> **What is expected**
Pull out each line in the material below that contains the string "black", copying every such line in full.
— Begin Data for this task —
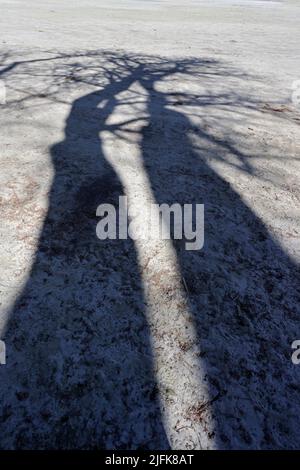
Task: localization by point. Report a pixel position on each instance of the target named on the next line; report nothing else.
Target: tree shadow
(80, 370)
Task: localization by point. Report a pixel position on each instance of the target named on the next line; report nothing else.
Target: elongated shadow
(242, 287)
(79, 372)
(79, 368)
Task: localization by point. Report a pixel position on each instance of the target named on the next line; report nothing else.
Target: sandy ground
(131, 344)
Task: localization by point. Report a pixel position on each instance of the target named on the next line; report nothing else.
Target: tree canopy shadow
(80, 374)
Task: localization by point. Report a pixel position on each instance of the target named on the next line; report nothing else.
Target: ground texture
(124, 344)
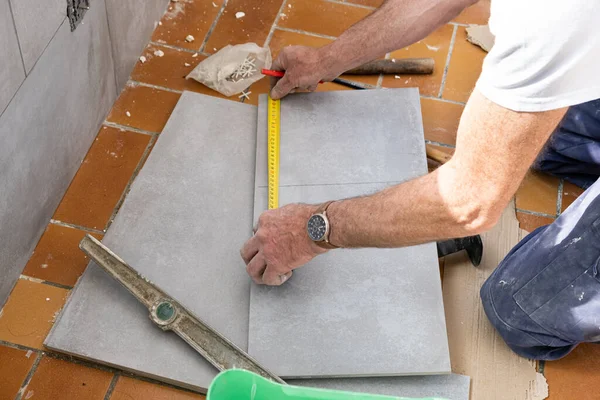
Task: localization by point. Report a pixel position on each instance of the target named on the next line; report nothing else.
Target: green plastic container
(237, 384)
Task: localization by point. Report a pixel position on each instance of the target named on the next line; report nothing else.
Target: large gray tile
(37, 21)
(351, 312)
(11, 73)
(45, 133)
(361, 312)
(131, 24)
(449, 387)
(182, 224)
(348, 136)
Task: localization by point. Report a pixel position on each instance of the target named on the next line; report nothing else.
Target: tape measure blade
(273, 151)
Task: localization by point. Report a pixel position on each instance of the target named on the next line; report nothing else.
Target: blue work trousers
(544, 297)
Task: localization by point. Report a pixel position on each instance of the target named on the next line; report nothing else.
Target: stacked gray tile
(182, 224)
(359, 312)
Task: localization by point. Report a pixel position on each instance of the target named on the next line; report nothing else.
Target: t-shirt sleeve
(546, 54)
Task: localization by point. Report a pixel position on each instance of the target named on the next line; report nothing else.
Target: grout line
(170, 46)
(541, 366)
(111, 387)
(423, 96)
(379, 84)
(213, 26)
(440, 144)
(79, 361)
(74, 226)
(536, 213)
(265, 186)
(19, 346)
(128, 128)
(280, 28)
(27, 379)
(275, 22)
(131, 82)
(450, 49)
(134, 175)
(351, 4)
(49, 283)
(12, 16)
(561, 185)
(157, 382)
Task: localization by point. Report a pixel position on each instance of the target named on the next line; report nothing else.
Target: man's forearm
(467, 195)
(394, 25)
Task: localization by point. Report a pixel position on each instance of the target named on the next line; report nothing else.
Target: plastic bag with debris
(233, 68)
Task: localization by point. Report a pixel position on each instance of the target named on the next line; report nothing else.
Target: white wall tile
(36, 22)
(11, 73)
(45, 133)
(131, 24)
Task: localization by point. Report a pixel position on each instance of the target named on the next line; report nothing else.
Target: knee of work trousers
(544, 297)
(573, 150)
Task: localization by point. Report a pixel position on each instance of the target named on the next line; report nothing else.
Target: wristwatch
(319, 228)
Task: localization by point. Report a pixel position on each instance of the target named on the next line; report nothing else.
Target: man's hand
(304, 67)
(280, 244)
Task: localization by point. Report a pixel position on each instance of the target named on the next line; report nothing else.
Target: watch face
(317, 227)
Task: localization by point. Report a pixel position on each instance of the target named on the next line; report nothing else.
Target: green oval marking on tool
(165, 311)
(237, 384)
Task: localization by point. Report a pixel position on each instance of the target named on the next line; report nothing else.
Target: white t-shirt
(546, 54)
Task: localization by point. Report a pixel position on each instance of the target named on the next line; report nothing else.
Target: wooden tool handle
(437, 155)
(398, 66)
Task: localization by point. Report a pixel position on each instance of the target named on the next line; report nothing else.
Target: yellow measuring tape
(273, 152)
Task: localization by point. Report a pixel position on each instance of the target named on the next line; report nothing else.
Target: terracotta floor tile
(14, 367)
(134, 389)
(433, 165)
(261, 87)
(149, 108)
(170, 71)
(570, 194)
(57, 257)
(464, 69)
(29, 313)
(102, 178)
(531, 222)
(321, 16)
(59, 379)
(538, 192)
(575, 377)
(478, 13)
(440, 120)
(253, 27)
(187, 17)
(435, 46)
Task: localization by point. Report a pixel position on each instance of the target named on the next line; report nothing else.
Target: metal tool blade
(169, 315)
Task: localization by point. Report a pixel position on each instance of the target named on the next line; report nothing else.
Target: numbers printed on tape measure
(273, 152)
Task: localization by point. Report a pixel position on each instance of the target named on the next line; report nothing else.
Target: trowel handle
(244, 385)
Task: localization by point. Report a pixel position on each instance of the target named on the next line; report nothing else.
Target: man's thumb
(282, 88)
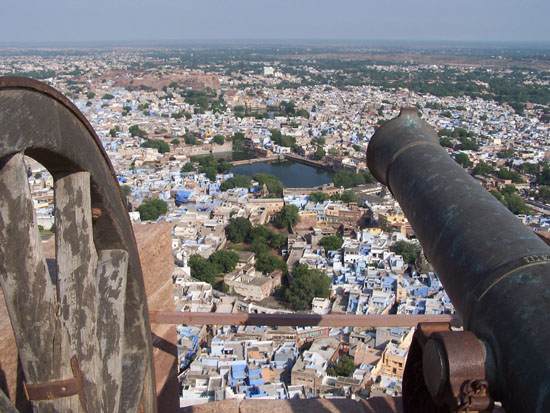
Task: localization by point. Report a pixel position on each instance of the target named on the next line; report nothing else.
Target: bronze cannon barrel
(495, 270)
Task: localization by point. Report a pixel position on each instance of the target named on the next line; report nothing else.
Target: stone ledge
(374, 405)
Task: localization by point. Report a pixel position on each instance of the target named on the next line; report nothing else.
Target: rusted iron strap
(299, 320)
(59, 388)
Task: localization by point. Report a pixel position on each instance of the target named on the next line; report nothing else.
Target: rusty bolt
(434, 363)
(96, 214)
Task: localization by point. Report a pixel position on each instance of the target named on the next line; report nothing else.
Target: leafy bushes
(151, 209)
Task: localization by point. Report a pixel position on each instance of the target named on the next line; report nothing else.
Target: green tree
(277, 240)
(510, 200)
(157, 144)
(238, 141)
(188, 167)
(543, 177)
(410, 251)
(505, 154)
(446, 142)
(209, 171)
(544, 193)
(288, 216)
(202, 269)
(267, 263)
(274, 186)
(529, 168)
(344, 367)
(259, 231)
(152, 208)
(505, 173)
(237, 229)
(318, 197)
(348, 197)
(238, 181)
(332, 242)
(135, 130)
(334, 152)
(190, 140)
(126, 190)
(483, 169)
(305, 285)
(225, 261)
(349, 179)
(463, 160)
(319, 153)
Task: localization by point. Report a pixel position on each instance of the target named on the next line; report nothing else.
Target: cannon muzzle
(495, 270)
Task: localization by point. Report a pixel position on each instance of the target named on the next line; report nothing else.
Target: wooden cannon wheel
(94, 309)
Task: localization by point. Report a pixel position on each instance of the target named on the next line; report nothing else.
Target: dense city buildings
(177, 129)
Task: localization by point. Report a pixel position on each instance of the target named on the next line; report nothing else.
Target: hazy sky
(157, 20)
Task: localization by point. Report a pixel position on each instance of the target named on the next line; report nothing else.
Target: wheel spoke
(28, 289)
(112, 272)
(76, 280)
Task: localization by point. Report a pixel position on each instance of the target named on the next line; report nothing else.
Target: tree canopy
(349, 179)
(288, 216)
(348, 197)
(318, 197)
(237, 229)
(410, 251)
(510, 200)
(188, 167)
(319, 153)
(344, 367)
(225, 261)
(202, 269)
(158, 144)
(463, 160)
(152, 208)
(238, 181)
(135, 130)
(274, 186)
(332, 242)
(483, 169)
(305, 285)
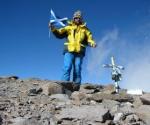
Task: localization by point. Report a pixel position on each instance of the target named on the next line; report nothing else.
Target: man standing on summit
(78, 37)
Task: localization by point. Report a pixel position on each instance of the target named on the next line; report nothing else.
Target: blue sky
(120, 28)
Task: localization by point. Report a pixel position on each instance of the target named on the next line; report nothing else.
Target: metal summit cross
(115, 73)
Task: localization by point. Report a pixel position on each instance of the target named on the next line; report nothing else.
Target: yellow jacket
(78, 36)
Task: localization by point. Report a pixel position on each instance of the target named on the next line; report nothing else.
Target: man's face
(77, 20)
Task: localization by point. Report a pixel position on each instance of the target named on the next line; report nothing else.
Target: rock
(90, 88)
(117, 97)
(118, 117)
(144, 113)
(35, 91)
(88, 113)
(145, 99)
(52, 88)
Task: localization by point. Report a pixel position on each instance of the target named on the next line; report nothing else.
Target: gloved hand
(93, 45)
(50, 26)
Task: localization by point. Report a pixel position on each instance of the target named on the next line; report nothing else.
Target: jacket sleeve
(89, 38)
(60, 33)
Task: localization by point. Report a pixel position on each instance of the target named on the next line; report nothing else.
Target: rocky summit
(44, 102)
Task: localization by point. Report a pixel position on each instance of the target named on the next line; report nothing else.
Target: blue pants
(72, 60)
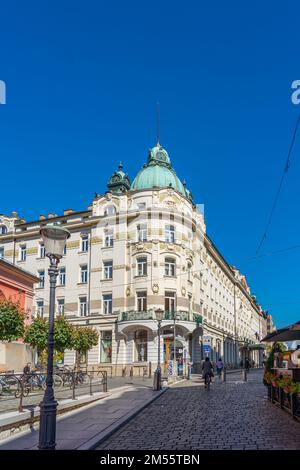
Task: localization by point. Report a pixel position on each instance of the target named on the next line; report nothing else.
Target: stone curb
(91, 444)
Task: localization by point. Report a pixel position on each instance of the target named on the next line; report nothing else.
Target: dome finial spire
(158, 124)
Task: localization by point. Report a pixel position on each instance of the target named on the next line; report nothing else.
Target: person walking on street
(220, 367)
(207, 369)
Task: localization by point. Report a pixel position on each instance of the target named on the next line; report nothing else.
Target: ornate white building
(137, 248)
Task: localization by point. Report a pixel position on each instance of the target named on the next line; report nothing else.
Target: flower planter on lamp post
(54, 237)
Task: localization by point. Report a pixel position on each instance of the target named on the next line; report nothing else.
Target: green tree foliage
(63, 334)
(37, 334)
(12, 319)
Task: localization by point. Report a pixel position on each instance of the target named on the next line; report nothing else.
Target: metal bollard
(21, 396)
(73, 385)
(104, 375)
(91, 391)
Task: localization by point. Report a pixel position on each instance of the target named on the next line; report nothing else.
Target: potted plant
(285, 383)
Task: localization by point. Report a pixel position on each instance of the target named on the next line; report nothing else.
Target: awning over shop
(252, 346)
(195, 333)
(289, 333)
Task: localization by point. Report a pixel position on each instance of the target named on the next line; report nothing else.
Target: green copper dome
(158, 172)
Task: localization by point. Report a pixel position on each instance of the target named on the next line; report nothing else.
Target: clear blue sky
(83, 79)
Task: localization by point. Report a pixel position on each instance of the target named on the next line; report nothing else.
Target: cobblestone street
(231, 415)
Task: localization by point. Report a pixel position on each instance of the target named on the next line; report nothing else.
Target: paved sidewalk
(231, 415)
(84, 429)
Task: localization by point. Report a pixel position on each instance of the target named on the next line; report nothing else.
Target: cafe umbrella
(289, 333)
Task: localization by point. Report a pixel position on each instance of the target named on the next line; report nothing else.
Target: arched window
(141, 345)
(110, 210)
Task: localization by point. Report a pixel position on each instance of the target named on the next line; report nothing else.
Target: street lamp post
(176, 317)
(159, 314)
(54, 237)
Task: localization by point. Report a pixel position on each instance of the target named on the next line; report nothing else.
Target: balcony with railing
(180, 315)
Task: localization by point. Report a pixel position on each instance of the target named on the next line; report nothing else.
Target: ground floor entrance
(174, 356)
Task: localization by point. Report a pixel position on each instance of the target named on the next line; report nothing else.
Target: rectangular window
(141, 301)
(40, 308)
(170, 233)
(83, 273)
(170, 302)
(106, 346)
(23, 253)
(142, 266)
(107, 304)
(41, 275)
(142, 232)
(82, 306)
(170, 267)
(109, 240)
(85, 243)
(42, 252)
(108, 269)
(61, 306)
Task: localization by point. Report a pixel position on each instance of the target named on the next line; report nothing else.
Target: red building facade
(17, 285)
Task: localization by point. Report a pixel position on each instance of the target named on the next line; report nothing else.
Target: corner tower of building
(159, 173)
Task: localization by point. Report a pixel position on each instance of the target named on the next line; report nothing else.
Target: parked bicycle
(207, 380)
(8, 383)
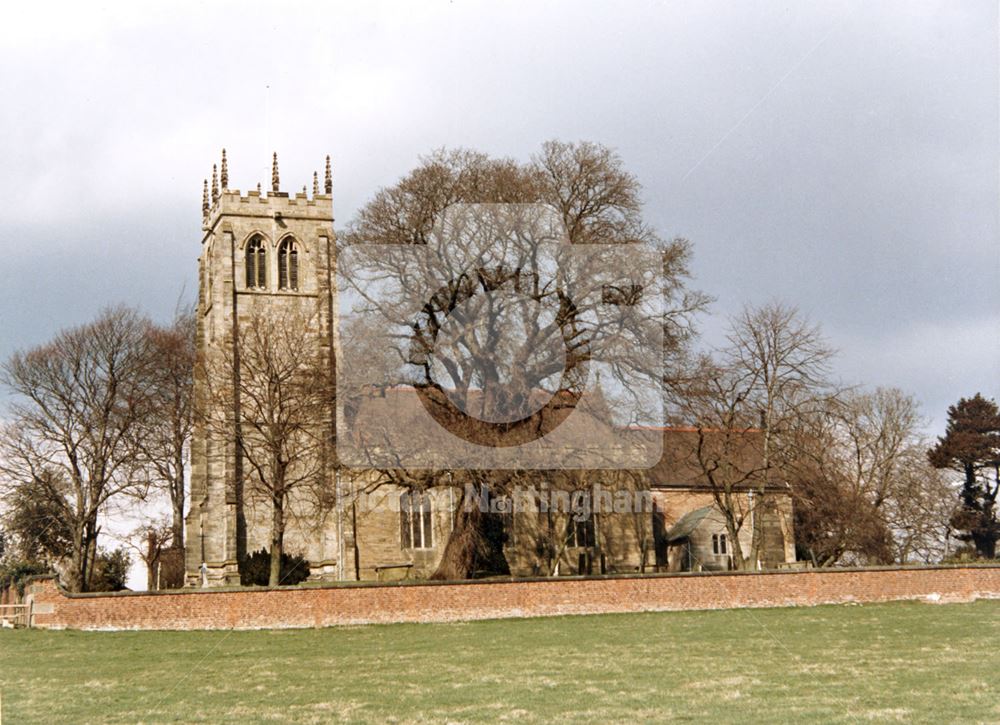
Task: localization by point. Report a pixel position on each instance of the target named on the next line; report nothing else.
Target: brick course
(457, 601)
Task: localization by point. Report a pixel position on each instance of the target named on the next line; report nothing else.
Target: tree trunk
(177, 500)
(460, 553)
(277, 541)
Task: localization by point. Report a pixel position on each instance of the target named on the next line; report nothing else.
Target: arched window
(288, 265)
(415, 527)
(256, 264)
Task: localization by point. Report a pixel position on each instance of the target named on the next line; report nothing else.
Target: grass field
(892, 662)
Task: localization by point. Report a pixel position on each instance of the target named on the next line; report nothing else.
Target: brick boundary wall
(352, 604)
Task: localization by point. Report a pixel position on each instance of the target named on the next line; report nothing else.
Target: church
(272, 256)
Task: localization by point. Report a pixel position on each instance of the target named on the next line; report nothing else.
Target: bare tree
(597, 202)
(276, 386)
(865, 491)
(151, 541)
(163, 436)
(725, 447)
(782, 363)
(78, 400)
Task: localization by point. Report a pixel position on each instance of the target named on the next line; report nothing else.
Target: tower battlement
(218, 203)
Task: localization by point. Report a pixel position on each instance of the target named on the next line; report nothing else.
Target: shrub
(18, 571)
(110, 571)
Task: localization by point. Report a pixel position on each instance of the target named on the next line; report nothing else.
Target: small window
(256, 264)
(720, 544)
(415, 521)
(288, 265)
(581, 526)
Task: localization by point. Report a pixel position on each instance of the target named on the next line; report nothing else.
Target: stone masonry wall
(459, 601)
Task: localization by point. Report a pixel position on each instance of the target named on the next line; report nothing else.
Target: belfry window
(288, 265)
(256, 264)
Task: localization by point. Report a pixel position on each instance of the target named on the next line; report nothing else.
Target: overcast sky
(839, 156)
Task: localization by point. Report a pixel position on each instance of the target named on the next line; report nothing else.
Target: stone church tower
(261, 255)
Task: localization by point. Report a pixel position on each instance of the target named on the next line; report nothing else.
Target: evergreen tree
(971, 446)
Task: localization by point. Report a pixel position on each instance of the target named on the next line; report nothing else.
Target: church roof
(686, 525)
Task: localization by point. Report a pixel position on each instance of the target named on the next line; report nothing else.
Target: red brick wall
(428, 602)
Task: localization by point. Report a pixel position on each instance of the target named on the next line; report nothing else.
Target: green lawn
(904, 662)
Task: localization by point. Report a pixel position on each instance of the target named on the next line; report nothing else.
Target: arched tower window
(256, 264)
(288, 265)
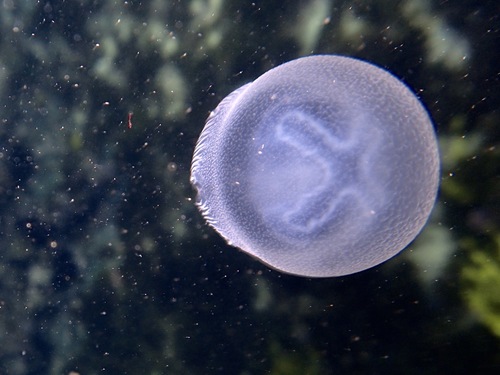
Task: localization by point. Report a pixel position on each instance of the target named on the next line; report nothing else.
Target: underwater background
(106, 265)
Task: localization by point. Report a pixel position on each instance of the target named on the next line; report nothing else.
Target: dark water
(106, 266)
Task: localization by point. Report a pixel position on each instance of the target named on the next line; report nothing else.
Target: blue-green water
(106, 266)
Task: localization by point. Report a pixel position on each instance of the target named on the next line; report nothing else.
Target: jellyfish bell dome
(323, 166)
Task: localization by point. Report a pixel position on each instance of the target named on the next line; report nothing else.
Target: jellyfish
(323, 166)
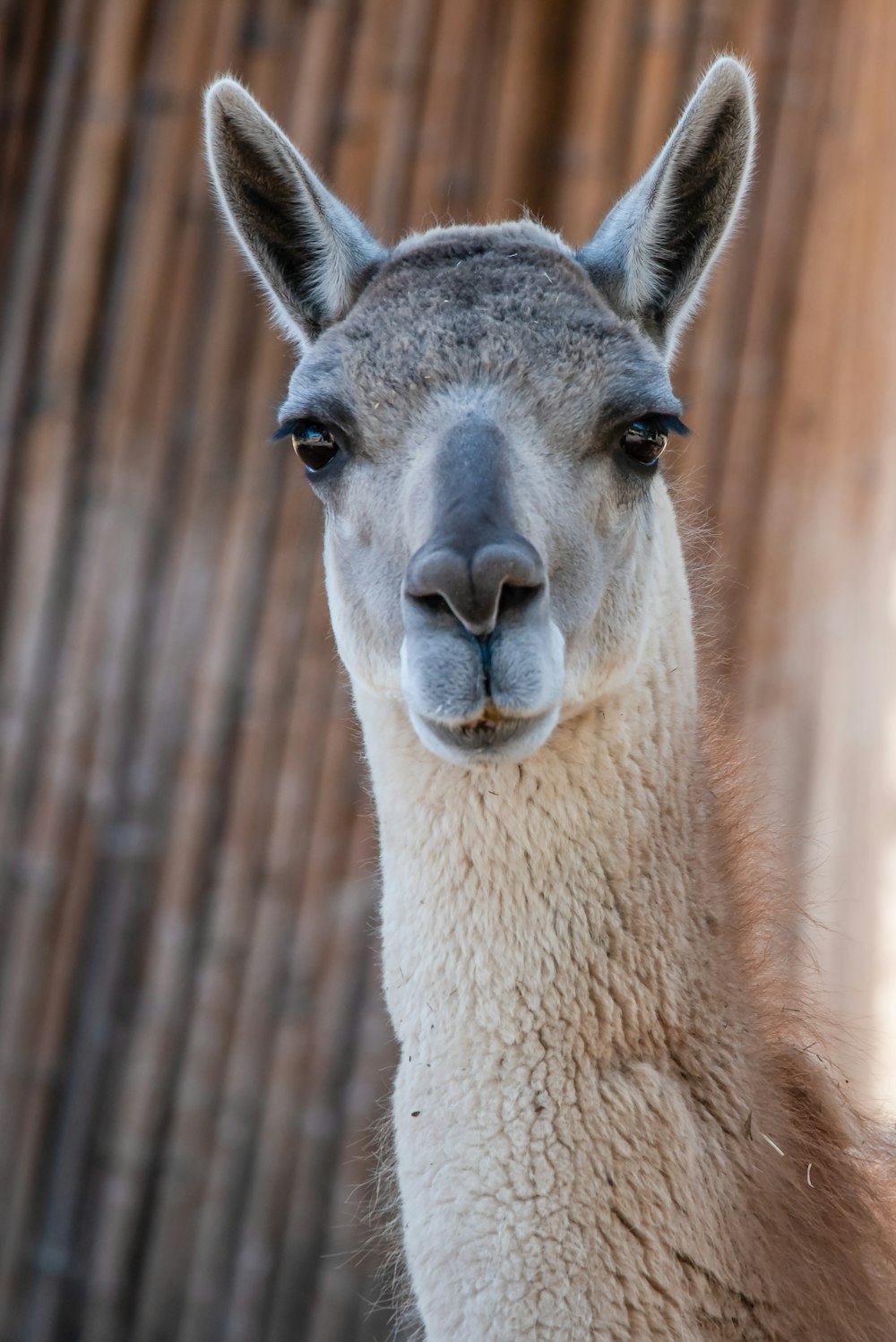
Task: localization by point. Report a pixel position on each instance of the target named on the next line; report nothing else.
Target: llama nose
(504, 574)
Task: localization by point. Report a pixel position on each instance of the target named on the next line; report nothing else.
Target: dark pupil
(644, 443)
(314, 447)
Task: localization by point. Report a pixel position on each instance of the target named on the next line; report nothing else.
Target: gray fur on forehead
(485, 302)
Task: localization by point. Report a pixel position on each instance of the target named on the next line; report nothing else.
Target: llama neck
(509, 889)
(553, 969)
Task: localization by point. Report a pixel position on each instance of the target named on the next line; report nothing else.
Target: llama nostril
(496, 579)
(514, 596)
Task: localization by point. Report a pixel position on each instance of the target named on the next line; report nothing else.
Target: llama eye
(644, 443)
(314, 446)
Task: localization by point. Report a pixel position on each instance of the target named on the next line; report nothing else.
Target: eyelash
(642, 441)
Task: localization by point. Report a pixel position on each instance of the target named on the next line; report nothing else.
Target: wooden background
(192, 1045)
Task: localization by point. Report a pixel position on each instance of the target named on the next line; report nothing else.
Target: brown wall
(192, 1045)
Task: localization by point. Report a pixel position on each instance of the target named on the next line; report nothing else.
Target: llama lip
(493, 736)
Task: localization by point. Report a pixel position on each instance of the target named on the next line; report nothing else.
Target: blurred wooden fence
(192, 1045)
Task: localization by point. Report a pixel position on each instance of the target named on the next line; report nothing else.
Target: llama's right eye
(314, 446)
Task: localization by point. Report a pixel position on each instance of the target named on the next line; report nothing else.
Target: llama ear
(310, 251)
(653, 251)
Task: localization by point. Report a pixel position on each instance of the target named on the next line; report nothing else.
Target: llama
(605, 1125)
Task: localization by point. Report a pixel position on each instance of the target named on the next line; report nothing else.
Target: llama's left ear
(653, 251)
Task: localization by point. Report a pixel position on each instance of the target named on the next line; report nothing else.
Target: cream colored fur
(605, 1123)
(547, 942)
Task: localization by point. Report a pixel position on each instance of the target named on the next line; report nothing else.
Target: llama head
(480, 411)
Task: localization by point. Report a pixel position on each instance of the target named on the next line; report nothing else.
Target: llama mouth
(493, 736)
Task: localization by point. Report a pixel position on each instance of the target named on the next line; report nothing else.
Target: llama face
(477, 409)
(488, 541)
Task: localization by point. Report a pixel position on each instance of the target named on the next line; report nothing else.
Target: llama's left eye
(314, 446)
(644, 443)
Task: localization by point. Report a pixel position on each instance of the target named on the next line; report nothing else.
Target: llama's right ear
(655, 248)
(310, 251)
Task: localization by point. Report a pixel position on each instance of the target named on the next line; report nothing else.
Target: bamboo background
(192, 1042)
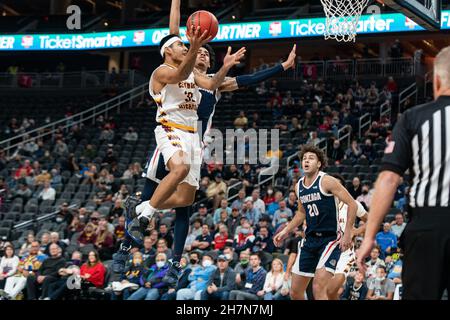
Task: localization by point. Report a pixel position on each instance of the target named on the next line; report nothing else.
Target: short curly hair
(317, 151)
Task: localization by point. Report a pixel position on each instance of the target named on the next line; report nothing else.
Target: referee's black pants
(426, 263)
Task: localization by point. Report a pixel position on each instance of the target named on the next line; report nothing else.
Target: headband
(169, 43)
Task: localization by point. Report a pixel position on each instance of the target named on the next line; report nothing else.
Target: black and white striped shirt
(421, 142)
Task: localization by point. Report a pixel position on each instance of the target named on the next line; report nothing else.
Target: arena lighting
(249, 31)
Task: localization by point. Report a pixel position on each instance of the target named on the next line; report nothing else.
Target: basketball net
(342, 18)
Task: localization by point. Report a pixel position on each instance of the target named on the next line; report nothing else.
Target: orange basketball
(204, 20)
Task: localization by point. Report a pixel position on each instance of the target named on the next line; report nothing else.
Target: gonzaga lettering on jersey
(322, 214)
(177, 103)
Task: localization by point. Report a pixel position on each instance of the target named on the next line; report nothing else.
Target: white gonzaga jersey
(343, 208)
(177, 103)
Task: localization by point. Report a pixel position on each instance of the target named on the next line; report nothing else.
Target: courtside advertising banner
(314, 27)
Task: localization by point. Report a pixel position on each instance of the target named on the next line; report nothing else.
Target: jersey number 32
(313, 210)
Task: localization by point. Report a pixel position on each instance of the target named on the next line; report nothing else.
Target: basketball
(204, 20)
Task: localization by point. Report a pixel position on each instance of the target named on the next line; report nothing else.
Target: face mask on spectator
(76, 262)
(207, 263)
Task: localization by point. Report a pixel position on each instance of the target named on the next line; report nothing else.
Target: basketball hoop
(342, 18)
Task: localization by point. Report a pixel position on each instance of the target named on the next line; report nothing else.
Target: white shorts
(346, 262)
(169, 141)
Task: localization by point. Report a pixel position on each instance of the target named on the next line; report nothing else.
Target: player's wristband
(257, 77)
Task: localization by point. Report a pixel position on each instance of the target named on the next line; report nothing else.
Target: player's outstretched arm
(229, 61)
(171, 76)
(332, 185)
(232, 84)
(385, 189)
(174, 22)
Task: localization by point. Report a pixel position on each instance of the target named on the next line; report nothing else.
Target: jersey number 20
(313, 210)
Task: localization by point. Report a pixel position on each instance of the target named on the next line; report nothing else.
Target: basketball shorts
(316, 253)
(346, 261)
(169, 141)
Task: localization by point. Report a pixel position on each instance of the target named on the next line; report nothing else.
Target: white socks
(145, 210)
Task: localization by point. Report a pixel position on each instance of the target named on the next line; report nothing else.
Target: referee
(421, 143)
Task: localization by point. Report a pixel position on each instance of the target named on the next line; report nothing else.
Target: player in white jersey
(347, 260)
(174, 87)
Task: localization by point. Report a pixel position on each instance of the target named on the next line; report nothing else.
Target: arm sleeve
— End Data for this task —
> **Output of the task**
Target: referee's black pants
Target: black and white striped shirt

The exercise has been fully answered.